• **TEXT EXCERPT**:
# Data import

## Import dependencies (from jdeps)

Import dataset

In [1]:
import pandas as pd

deps = pd.read_csv("data/spring_petclinic_deps.txt", names=["raw"], sep="\n")
deps.head()

Unnamed: 0,raw
0,spring-petclinic-2.4.5.jar -> not found
1,spring-petclinic-2.4.5.jar -> /usr/lib/jvm/jav...
2,org.springframework.boot.loader.ClassPathIn...
3,org.springframework.boot.loader.ClassPathIn...
4,org.springframework.boot.loader.ClassPathIn...


Normalize data

In [2]:
# class entries begin with three whitespaces
deps = deps[deps['raw'].str.startswith("   ")]
# separates the source from the target
splitted = deps['raw'].str.split("->", n=1, expand=True)
# remove whitespaces from source
deps['from'] = splitted[0].str.strip()
# get the target and the artifact names
splitted_2 = splitted[1].str.split(" ", n=2)
deps['to'] = splitted_2.str[1]
deps['type'] = splitted_2.str[2].str.strip()
deps['name'] = deps['from'].str.split(".").str[-1]
deps.head()

Unnamed: 0,raw,from,to,type,name
2,org.springframework.boot.loader.ClassPathIn...,org.springframework.boot.loader.ClassPathIndex...,java.io.BufferedReader,,ClassPathIndexFile
3,org.springframework.boot.loader.ClassPathIn...,org.springframework.boot.loader.ClassPathIndex...,java.io.File,,ClassPathIndexFile
4,org.springframework.boot.loader.ClassPathIn...,org.springframework.boot.loader.ClassPathIndex...,java.io.FileInputStream,,ClassPathIndexFile
5,org.springframework.boot.loader.ClassPathIn...,org.springframework.boot.loader.ClassPathIndex...,java.io.IOException,,ClassPathIndexFile
6,org.springframework.boot.loader.ClassPathIn...,org.springframework.boot.loader.ClassPathIndex...,java.io.InputStream,,ClassPathIndexFile


Focus on core application

In [3]:
petclinic_deps = deps[
    (
        deps['from'].str.startswith("org.springframework.samples.petclinic") &
        deps['to'].str.startswith("org.springframework.samples.petclinic")
    )
    ].copy()
petclinic_deps.head()

• **INFORMATION SUPPLIED**:
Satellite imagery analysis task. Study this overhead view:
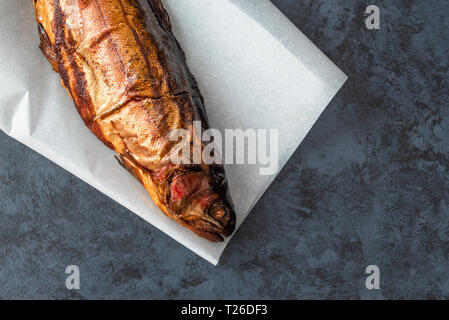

• **PROBLEMS TO SOLVE**:
1: Please set down the part of the dependency-import notebook above, starting at "Normalize data" and ending at "deps['type'] = splitted_2.str[2].str.strip()".
2: Please take the Spring PetClinic dependency-import notebook further from the point where it stops.

• **WRITTEN RESPONSES**:
1:
Normalize data

In [2]:
# class entries begin with three whitespaces
deps = deps[deps['raw'].str.startswith("   ")]
# separates the source from the target
splitted = deps['raw'].str.split("->", n=1, expand=True)
# remove whitespaces from source
deps['from'] = splitted[0].str.strip()
# get the target and the artifact names
splitted_2 = splitted[1].str.split(" ", n=2)
deps['to'] = splitted_2.str[1]
deps['type'] = splitted_2.str[2].str.strip()

2:
Unnamed: 0,raw,from,to,type,name
882,org.springframework.samples.petclinic.model...,org.springframework.samples.petclinic.model.Na...,org.springframework.samples.petclinic.model.Ba...,spring-petclinic-2.4.5.jar,NamedEntity
887,org.springframework.samples.petclinic.model...,org.springframework.samples.petclinic.model.Pe...,org.springframework.samples.petclinic.model.Ba...,spring-petclinic-2.4.5.jar,Person
908,org.springframework.samples.petclinic.owner...,org.springframework.samples.petclinic.owner.Owner,org.springframework.samples.petclinic.model.Pe...,spring-petclinic-2.4.5.jar,Owner
909,org.springframework.samples.petclinic.owner...,org.springframework.samples.petclinic.owner.Owner,org.springframework.samples.petclinic.owner.Pet,spring-petclinic-2.4.5.jar,Owner
919,org.springframework.samples.petclinic.owner...,org.springframework.samples.petclinic.owner.Ow...,org.springframework.samples.petclinic.owner.Owner,spring-petclinic-2.4.5.jar,OwnerController


## Import coverage data (from JaCoCo)

Import dataset

In [4]:
coverage = pd.read_csv("data/spring_petclinic_production_coverage_data.csv")
coverage.head()

Unnamed: 0,PACKAGE,CLASS,LINE_MISSED,LINE_COVERED
0,org.springframework.samples.petclinic,PetclinicInitializer,0,24
1,org.springframework.samples.petclinic.model,NamedEntity,1,4
2,org.springframework.samples.petclinic.model,Specialty,0,1
3,org.springframework.samples.petclinic.model,PetType,0,1
4,org.springframework.samples.petclinic.model,Vets,4,0


Enrich data

In [5]:
coverage['lines'] = coverage.LINE_COVERED + coverage.LINE_MISSED
coverage['ratio'] = coverage.LINE_COVERED / coverage.lines
coverage.head()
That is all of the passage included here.